**Directions for this task**. Skip the pictures. Transcribe the rest of the data below without changing a word.

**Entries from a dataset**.
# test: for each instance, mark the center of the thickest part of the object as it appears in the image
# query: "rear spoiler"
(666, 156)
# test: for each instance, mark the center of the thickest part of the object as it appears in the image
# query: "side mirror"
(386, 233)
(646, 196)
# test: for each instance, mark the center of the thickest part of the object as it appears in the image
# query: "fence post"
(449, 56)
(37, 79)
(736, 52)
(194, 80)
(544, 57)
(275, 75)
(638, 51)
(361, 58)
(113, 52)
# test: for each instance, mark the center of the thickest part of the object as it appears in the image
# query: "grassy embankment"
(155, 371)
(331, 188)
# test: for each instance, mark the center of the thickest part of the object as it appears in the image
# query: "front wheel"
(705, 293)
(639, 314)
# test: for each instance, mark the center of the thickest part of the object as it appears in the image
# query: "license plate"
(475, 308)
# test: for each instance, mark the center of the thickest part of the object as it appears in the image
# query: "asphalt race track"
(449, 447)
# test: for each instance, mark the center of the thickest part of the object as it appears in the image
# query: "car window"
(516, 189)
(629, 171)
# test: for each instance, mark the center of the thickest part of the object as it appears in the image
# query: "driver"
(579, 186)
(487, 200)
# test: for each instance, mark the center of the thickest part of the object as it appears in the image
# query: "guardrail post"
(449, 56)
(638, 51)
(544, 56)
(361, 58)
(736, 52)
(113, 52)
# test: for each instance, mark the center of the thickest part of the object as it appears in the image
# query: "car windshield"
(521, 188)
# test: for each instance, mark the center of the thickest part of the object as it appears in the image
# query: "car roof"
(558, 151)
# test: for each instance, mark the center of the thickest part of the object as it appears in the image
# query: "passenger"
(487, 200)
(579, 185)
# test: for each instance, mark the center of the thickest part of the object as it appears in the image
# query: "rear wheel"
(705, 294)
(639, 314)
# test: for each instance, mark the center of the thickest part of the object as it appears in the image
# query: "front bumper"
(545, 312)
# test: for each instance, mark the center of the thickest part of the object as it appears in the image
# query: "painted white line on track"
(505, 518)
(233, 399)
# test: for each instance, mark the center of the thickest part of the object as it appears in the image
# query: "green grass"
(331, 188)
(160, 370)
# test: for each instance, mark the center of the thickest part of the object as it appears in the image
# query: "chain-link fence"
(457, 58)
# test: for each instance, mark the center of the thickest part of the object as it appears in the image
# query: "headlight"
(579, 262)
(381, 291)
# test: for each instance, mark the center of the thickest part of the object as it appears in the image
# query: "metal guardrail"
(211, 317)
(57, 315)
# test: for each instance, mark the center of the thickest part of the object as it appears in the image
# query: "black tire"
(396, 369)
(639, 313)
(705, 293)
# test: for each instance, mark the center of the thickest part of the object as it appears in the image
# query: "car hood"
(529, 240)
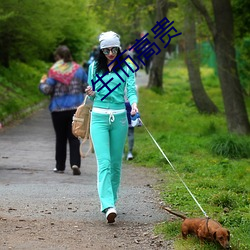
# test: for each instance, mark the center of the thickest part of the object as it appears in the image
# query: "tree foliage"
(32, 32)
(126, 17)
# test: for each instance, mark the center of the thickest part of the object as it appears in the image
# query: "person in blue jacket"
(65, 83)
(109, 124)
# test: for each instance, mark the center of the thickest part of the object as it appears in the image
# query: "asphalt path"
(31, 190)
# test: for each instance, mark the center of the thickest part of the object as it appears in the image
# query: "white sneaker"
(111, 214)
(130, 156)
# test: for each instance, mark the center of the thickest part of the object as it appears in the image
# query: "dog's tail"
(175, 213)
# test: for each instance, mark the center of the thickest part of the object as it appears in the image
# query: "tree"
(201, 99)
(156, 71)
(28, 33)
(223, 37)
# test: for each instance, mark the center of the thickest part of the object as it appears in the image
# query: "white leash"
(174, 169)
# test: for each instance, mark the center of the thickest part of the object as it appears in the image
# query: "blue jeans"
(108, 139)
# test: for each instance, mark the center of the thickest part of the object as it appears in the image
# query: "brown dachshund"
(204, 229)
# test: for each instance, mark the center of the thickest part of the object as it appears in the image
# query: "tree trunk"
(201, 99)
(4, 51)
(235, 109)
(156, 71)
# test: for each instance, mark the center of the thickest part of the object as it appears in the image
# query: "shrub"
(231, 146)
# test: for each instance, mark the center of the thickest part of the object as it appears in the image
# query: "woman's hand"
(134, 109)
(89, 91)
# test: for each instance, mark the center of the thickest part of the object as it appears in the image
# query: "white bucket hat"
(109, 39)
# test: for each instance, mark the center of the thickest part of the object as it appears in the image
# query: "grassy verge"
(213, 164)
(19, 89)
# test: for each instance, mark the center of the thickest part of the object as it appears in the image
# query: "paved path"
(30, 190)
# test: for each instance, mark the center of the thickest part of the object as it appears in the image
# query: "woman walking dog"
(109, 123)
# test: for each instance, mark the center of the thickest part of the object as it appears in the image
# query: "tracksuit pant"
(62, 122)
(108, 133)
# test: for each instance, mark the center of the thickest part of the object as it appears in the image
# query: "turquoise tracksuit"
(109, 129)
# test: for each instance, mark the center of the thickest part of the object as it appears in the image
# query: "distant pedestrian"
(65, 84)
(109, 123)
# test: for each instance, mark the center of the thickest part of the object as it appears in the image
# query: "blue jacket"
(65, 97)
(104, 98)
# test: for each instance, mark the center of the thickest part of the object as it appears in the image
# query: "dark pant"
(62, 122)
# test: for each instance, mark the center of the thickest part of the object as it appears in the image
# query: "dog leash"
(174, 169)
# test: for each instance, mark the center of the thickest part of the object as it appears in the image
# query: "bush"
(231, 146)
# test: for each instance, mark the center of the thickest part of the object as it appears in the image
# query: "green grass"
(19, 88)
(214, 164)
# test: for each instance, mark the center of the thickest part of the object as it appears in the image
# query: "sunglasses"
(107, 51)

**Solution to the problem**.
# test: for each instance, mark the center of the thickest part of the object as it appears in the image
# query: "rear spoiler"
(666, 156)
# test: for each instance, mark the center of the thickest part of the object as it appears in the image
# query: "side mirror"
(386, 233)
(646, 196)
# test: for each instance, mark the center of the thickest part of the object as it appears in the image
# query: "fence post"
(449, 56)
(37, 79)
(736, 52)
(194, 80)
(544, 57)
(275, 75)
(638, 51)
(361, 58)
(113, 52)
# test: for each instance, mark the center of the thickest part of the object as it appears in the image
# query: "grassy embankment"
(155, 371)
(331, 188)
# test: for each instance, mark the center of the thickest part of the object as it appears in the image
# query: "front wheel"
(705, 293)
(639, 314)
# test: for each instance, mark the center of the thickest part of the object as it appears in the image
# query: "license plate"
(475, 308)
# test: for each instance, mark the center of the thickest part of the object as it appears in the image
# query: "asphalt race track"
(449, 447)
# test: for each instance, mark the center of the thickest part of the object as it appears in the image
# query: "car window"
(516, 189)
(629, 171)
# test: for each instance, mark the center of the thickest part of the object as it appears in the image
# query: "driver"
(579, 186)
(487, 200)
# test: for each instance, mark the center of the thickest part of the object as it appears in the image
# query: "guardrail post"
(449, 56)
(638, 51)
(544, 56)
(361, 58)
(736, 52)
(113, 52)
# test: for each instance, mark the center of the thickest part of the object as it appears in the image
# query: "car windshield"
(521, 188)
# test: for each instance, mark the center of the thickest part of the object as it appears in the image
# query: "car roof"
(558, 151)
# test: for each instance, mark the center of the thickest part of the object as it appears in the image
# query: "passenger"
(487, 200)
(579, 185)
# test: for each instance, mark the center of the thickest part of the object as it appears in the image
# query: "rear wheel"
(705, 294)
(639, 314)
# test: for each instance, mark the center of the thickest part of the object as it appears in the image
# query: "front bumper"
(545, 312)
# test: for each instance, mark the center of the thickest part of the object as it appears in the image
# query: "painted white line on track"
(505, 518)
(233, 399)
# test: for each instance, mark the center of the thickest part of the object as it appears in the image
# query: "green grass"
(331, 188)
(160, 370)
# test: for each instance, mark the center of the thickest part of the object as it appears in the image
# query: "chain-link fence"
(457, 58)
# test: for each instance, mark the center of the thickest part of the object as it appears in the image
# query: "headlight"
(579, 262)
(381, 291)
# test: for each instance, mark the center of the thickest part of the object as it appears in the image
# query: "metal guardrail"
(211, 317)
(57, 315)
# test: for each instance, mark the center of the thickest part of the object as it appears in the image
# query: "black tire"
(396, 369)
(639, 313)
(705, 293)
# test: for each instance, mark the center of the thickest part of the object as it appears in the image
# query: "car hood"
(529, 240)
# test: for each instance, mark the center of the thickest part of the object as it appears in the image
# query: "tree foliage"
(32, 32)
(126, 17)
# test: for each instance, mark the center of the thickest part of the object as it appears in the image
# query: "person in blue jacket"
(65, 83)
(109, 124)
# test: for each instance, mark the center of the thickest part of the object as it appears in the image
# query: "asphalt path"
(31, 190)
# test: for each instance, mark the center of the thickest part of the object as it appears in the image
# query: "white sneaker"
(111, 214)
(130, 156)
# test: for each instance, mark the center of the thickest part of the object as it appears in the image
# query: "dog's tail"
(175, 213)
# test: for each instance, mark the center of the thickest part of the object as it appears in the image
# query: "tree"
(201, 99)
(156, 71)
(28, 33)
(223, 37)
# test: for each instance, mark the center of the thickest part of the object as it appears in the image
# query: "white leash"
(174, 169)
# test: for each instance, mark the center of the thickest part of the object as it appears in the image
# query: "blue jeans"
(108, 139)
# test: for each instance, mark the center of the thickest part of the object as it appears in the image
# query: "brown dachshund"
(204, 229)
# test: for each instance, mark the center of the thickest part of the object as it appears in the image
# query: "tree trunk"
(201, 99)
(4, 51)
(235, 109)
(156, 71)
# test: for each instance, mark the center of the thickest part of the object as it appears in the image
# query: "shrub"
(231, 146)
# test: for each instance, mark the center of the thickest part of the object as it appears in the image
# query: "woman's hand"
(134, 109)
(89, 91)
# test: for each instance, mark the center of the thickest part of the object as it appears in the image
# query: "white bucket hat"
(109, 39)
# test: for each instance, mark the center of the thickest part of the object as it appears in the image
# query: "grassy verge"
(213, 164)
(19, 89)
# test: for each instance, mark the center of the thickest part of the object as it appears in the image
# query: "paved path"
(30, 190)
# test: for each instance, mark the center of the thickest part of the object as it appears in the image
# query: "woman walking dog"
(109, 123)
# test: for each instance, mark the center of the thickest part of the object as it appears in the image
# query: "tracksuit pant"
(62, 122)
(108, 133)
# test: for each instance, mark the center of the thickest part of the object as it appears in the image
# query: "turquoise tracksuit"
(109, 129)
# test: for each instance, mark the center of the thickest part of the object as it appears in the image
# query: "distant pedestrian"
(65, 84)
(109, 123)
# test: for each instance, mark the center of the thickest part of the object as it appears in the image
# query: "blue jacket"
(65, 97)
(104, 98)
# test: for each instance, mark the center of the thickest part of the object as it appears in the image
# query: "dark pant"
(62, 122)
# test: for each instance, mark the center of the thickest part of the object as it appears in the image
# query: "dog leash"
(174, 169)
# test: for each instance, mark the center of the thickest part of the object as it appears in the image
# query: "bush"
(231, 146)
# test: for each instance, mark the center of the thickest part of the object as it appears in the image
# query: "green grass"
(19, 88)
(214, 164)
# test: for each instance, mark the center of the thickest part of the object as it appears in the image
# query: "sunglasses"
(107, 51)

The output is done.